» DIRECTIONS FOR THIS TASK: Please transcribe, exactly and only, the lines of the records below from the one holding "[locate] fig tree" to the very end.

(Data entries)
####################

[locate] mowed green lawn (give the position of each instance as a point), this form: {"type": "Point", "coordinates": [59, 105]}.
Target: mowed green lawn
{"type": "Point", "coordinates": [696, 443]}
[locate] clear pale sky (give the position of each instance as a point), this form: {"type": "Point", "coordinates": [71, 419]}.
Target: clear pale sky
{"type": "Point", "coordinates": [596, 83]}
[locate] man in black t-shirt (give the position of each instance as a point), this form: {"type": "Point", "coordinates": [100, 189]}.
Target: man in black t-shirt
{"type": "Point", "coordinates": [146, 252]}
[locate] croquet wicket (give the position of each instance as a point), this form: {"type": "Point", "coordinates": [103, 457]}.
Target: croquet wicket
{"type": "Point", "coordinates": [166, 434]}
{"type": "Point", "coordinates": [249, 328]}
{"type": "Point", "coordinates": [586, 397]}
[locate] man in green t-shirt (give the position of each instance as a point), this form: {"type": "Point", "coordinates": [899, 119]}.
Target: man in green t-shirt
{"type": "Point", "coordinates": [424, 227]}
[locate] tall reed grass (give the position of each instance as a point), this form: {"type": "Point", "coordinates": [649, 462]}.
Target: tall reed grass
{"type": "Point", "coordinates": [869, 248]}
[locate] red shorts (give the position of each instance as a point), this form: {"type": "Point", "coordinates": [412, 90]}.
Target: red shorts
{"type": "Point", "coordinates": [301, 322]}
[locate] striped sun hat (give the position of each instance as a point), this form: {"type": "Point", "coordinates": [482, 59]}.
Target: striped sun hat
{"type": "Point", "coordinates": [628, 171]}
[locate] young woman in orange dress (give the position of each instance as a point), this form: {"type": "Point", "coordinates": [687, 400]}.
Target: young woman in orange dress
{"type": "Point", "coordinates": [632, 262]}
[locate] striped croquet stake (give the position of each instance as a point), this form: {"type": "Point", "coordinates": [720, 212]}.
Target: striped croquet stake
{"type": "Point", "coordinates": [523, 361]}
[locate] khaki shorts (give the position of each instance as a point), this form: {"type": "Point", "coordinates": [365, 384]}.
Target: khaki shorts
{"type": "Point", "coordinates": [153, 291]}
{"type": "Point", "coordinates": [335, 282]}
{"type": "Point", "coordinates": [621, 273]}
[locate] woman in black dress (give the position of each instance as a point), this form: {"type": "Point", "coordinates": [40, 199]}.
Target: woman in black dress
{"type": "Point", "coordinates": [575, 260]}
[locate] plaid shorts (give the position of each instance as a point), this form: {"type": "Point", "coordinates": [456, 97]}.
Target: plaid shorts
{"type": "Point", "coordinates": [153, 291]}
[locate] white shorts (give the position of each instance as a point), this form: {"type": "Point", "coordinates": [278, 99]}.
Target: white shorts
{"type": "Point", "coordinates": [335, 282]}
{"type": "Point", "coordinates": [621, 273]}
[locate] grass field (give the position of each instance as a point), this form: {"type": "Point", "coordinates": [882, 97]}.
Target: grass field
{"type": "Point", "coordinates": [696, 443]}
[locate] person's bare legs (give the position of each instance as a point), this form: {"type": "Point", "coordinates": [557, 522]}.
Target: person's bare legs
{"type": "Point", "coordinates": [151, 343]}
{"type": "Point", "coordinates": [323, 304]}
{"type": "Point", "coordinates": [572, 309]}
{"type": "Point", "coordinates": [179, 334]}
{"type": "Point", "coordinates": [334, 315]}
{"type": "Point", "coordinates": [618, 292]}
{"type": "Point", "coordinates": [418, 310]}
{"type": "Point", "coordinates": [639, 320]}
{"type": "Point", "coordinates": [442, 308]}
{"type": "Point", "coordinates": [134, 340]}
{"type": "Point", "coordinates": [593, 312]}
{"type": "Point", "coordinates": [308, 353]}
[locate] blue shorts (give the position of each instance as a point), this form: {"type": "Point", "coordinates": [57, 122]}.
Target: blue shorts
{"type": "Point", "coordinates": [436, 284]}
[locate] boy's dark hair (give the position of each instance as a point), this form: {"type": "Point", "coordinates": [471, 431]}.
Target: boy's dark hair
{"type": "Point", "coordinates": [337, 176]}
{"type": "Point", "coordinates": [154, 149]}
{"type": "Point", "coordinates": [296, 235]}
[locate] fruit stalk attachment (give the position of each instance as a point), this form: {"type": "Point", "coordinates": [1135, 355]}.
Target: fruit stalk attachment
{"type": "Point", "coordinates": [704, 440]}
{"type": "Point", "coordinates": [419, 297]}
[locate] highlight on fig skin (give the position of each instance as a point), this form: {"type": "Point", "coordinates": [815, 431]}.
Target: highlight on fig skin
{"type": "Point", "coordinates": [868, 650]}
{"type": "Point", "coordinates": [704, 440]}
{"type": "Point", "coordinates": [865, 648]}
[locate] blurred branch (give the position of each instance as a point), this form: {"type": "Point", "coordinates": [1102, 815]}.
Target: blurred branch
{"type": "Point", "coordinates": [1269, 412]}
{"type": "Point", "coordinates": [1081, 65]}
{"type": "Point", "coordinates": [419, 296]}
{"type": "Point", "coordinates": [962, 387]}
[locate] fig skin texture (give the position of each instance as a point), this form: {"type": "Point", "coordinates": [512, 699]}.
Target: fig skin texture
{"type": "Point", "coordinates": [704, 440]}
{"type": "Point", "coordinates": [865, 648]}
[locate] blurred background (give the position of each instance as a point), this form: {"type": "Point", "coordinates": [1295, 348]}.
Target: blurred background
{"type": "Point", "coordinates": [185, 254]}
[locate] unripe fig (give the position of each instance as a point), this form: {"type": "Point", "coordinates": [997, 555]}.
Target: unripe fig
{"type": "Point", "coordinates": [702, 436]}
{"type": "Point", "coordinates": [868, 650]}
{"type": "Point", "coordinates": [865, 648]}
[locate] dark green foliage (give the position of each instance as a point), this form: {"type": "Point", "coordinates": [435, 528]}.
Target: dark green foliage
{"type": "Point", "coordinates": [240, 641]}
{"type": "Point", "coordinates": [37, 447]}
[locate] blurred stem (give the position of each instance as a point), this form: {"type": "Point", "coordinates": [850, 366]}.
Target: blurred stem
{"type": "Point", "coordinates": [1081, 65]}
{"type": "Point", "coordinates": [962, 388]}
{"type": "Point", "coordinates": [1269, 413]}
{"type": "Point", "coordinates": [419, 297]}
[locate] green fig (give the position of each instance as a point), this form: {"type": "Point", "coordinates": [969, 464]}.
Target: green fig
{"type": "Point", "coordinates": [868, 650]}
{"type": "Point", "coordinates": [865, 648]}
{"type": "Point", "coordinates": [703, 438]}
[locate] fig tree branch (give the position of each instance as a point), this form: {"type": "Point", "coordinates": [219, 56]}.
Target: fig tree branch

####################

» FINAL ANSWER:
[locate] fig tree branch (give the position of each instance as a point), this form: {"type": "Point", "coordinates": [219, 56]}.
Target: fig tree branch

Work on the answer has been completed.